- Your tasks -
a. In the Sarasaland game review, rewrite the paragraph that begins "Sarasaland has a bevy of new antagonists" as a short bulleted list that keeps its main facts.
b. According to the Sarasaland game review, how many superballs can be on the screen at one time?

- Provided text -
--- start ---
Look at all the shiny coins!

Mario, being the nice guy he is, was somehow informed of the goings-on in Sarasaland, a magical place, not unlike the Mushroom Kingdom.  Apparently, a ruthless alien named Tatanga has run amok throughout the 4 realms, and his minions have taken over.  Princess Daisy, who rules over Sarasaland, has been taken captive, and Mario takes it upon himself to rescue her from the evil alien.  He must traverse all 4 realms, defeat Tatanga's minions, and bring peace to the land once again.  Either Mario is a sucker, or he's just the nicest guy in the universe, because he continues to save princesses and people over and over again.

Image shamelessly linked from Brawl In the Family.
This comic perfectly illustrates the double-take most fans might have
done when first playing the game, due to the unfamiliarity of many
elements in the game's world, Sarasaland, much like they did when
they first played Super Mario Bros. 2, with the new "pull" mechanic, as
well as all the new enemies and locations in the game's world.

"I'll take what's behind door #2, Bob."

Thankfully, Mario has a couple tools at his disposal to help him along the way.  Along for the ride is the usual super mushroom & invincibility star, as well as 1-Ups that come in the form of hearts now, instead of mushrooms, most likely due to the lack of color to distinguish them from the super mushrooms.  Also, there are flowers in this game, but they're not "Fire Flowers".  Instead, they give Mario the ability to throw bouncing "superball" power-ups.  Interestingly, these superballs will bounce off any surface at a 45 degree angle, and will keep bouncing for a short time until they leave the screen, or wear out.  A new element here also is that superballs can collect coins, a gameplay mechanic you'll likely use more than once in the game.  Be aware that only 2 of the superballs can appear on the screen at any given time, so if you jump the gun and fire off 2, and neither hit the enemy you're targeting, you'll have to wait to throw more, and possibly dispatch the foe using the standard stomp method.  Also, if you reach the end of the level and can get to the upper door, you'll participate in a mini game where you can score extra lives, or a superball flower power-up.

Cats have 9 lives, but for Mario, the sky's the limit.

Sarasaland has a bevy of new antagonists.  Goombas (Chibibo) and Piranha plants (Pakkun) have apparently populated Sarasaland under new aliases, but Koopa Troopa's (Nokobon) now explode shortly after stomping them.  There are goofy robots, running Easter Island heads, jumping fish carcasses, strange flying insect hybrids that throw arrows at you, jumping stone statues with wings.  The denizens of Sarasaland are bizarre, indeed.  Somewhat surprisingly, there are more enemy types in this Game Boy adventure than there are in either the original Super Mario Bros. or its sequel. 

"I hope this treasure is worth all 'o the extra effort!"
--- end ---
- Dataset excerpts -
--- start ---
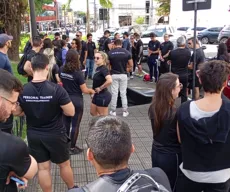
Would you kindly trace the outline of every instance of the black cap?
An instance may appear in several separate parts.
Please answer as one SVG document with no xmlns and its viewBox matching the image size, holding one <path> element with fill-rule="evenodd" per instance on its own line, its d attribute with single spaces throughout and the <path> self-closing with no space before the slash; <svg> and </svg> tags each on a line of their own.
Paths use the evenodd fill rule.
<svg viewBox="0 0 230 192">
<path fill-rule="evenodd" d="M 156 34 L 155 33 L 150 33 L 150 37 L 156 37 Z"/>
</svg>

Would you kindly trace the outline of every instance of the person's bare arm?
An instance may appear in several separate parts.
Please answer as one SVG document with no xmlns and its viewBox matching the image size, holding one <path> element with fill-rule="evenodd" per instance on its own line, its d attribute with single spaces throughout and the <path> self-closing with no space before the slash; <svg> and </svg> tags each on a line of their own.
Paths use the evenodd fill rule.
--- end ---
- Exercise results -
a.
- Sarasaland has many new enemies.
- Goombas (Chibibo) and Piranha plants (Pakkun) appear under new names.
- Koopa Troopas (Nokobon) now explode shortly after being stomped.
- Other enemies include goofy robots, running Easter Island heads, jumping fish carcasses, flying insect hybrids that throw arrows, and jumping winged stone statues.
- This Game Boy adventure has more enemy types than either the original Super Mario Bros. or its sequel.

b. Only 2 superballs can be on the screen at any given time.